• Record list:
****************

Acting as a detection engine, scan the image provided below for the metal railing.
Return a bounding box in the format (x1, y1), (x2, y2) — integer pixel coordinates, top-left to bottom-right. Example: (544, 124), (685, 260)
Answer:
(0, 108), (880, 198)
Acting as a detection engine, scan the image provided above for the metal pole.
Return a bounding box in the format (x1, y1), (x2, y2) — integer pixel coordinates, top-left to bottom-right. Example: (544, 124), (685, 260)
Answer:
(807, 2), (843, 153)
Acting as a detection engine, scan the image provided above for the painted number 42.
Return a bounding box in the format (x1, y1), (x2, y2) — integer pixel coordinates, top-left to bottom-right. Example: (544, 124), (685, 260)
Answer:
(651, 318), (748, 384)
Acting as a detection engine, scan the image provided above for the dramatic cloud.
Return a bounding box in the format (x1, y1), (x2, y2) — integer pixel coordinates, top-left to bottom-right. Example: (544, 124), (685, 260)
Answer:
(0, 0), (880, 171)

****************

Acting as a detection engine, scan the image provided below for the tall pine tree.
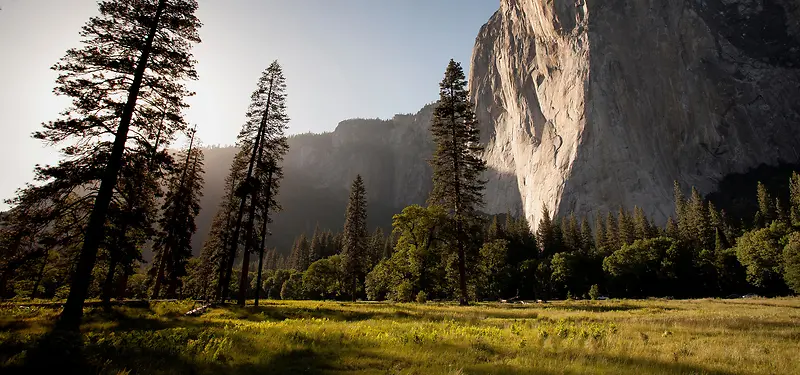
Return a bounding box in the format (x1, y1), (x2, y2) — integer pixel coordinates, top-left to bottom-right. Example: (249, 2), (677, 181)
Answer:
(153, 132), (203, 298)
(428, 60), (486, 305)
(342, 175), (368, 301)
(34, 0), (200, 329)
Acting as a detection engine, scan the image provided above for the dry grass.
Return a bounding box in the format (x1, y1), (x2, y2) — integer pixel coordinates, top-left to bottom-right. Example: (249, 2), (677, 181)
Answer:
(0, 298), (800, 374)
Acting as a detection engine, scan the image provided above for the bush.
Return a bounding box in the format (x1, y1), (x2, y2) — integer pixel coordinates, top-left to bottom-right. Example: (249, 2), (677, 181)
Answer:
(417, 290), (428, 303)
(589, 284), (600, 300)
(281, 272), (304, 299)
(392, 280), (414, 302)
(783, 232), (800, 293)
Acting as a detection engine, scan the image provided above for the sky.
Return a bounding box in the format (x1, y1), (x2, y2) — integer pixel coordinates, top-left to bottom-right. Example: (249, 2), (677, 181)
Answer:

****************

• Task instructions: Copy out word for word the rows from the line containing "the metal railing." through the line containing "(0, 0), (880, 171)", including both of those lines.

• Final answer:
Acting as a detection engine, scan the image provided below for the metal railing.
Return a bounding box in the format (x1, y1), (x2, y2) — integer pixel coordinates, top-left to bottom-right. Example: (544, 124), (685, 260)
Answer:
(0, 108), (880, 198)
Acting as a detection engine, scan the image provided above for the metal pole.
Return a bounding box in the format (x1, y1), (x2, y2) — integer pixel coordinates, top-left to bottom-right. Example: (544, 124), (685, 260)
Answer:
(807, 2), (843, 153)
Acting as a detection engine, scan the image provided above for the painted number 42.
Return a bounding box in the format (x1, y1), (x2, y2) — integer pixel coordinates, top-left to bottom-right. Example: (544, 124), (685, 260)
Answer:
(651, 318), (748, 384)
Acting as a detection engine, scan the image provided above for the dramatic cloud.
Return a bounding box in the format (x1, y1), (x2, y2) — integer pixel coordinates, top-left to bottom-right. Example: (544, 124), (685, 260)
Answer:
(0, 0), (880, 171)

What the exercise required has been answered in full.